● **REQUIRED ACTION**
When copying the data, keep every line exactly the same.

+++ DATA FOR THE TASK +++

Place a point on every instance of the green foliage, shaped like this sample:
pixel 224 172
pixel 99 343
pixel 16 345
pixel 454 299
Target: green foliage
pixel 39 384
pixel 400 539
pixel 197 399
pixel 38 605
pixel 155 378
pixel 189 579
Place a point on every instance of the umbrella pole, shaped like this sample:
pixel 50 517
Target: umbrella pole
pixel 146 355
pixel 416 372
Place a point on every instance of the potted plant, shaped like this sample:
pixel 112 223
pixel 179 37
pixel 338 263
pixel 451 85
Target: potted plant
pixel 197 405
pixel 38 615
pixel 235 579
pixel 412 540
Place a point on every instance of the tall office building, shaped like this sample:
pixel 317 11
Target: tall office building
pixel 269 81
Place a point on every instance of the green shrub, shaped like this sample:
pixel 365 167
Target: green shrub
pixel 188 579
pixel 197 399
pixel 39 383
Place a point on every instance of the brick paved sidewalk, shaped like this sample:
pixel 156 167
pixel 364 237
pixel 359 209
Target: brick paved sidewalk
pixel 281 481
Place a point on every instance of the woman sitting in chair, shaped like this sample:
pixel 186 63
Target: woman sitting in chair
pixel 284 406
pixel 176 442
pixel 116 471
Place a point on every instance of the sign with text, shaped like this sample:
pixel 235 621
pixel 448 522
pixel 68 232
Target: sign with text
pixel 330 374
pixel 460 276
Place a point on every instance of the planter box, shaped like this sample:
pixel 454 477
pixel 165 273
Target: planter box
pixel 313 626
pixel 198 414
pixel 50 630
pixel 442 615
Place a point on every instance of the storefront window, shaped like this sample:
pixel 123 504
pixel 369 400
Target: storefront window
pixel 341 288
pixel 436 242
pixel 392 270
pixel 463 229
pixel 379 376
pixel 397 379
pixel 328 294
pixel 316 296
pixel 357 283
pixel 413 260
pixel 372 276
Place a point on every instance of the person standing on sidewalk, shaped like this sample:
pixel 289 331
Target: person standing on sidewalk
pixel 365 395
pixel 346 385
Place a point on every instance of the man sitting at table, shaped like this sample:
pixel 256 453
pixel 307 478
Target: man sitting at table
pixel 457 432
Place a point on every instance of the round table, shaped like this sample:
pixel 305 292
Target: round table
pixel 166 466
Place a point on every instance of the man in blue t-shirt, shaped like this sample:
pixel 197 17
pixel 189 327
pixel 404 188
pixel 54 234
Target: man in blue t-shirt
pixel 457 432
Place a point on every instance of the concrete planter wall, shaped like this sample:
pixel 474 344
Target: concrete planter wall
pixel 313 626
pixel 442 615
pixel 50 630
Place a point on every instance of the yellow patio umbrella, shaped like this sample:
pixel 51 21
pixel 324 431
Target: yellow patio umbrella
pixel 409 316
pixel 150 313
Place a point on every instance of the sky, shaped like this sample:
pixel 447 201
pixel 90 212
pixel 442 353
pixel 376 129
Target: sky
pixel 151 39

+++

● **YOUR RESPONSE**
Place a point on every instance of the green foliage, shaped like this sample:
pixel 224 172
pixel 99 343
pixel 16 345
pixel 454 299
Target: green foliage
pixel 39 384
pixel 400 539
pixel 197 399
pixel 38 605
pixel 155 378
pixel 189 579
Place a point on every instance of the umbrella pole, shaped like this sample:
pixel 50 517
Target: umbrella pole
pixel 146 355
pixel 416 372
Place a point on every instance of the potted plant, shaped like this sample:
pixel 112 223
pixel 179 37
pixel 338 263
pixel 451 85
Target: potted plant
pixel 197 405
pixel 38 615
pixel 235 579
pixel 412 540
Place a point on every instance of the tall office building, shaped like this sample:
pixel 317 11
Target: tall office building
pixel 269 81
Place a point on every instance of the green shrub, shaped like this sample:
pixel 365 167
Target: green shrub
pixel 188 579
pixel 197 399
pixel 39 383
Place a point on every instance of the brick paved sidewalk, shaped like this sample:
pixel 156 167
pixel 364 237
pixel 359 209
Target: brick paved sidewalk
pixel 281 481
Place a point on every instance of the woman sitting in chair, shaped like this sample:
pixel 186 63
Target: woman sitting in chair
pixel 284 406
pixel 176 442
pixel 116 471
Place a point on every instance of the sign with text, shaped like this sample:
pixel 235 621
pixel 448 522
pixel 68 232
Target: sign with text
pixel 330 374
pixel 460 276
Place a point on every instance of the planter box, shaped like this sample:
pixel 454 477
pixel 165 273
Target: planter box
pixel 313 626
pixel 198 414
pixel 50 630
pixel 442 615
Place a point on every instance of the storefront window, shaped like this sample:
pixel 123 504
pixel 369 400
Target: storefront window
pixel 341 288
pixel 436 242
pixel 392 270
pixel 463 229
pixel 379 376
pixel 397 379
pixel 328 294
pixel 316 296
pixel 357 283
pixel 413 260
pixel 372 276
Place a point on every instance of the person standing on sidewalk, shaped like this sample:
pixel 289 331
Target: person standing on sidewalk
pixel 365 395
pixel 346 385
Place a point on every instance of the man sitting at table, shaped like this sample:
pixel 256 453
pixel 307 478
Target: man sitting at table
pixel 457 432
Place a point on every instance of the round table, shaped like this sample:
pixel 305 292
Target: round table
pixel 166 466
Place a point on every instance of the man in blue t-shirt, shaped like this sample:
pixel 197 17
pixel 189 327
pixel 404 188
pixel 54 234
Target: man in blue t-shirt
pixel 457 432
Place a point on every instance of the concrete planter wall, shaped like this sample:
pixel 474 344
Target: concrete planter wall
pixel 313 626
pixel 442 615
pixel 50 630
Place a point on every instance of the yellow patio umbrella, shaped like this sample:
pixel 51 21
pixel 324 431
Target: yellow patio umbrella
pixel 409 316
pixel 150 313
Place a point on every instance of the sky, shaped like this sample:
pixel 447 201
pixel 90 212
pixel 442 353
pixel 376 129
Target: sky
pixel 151 39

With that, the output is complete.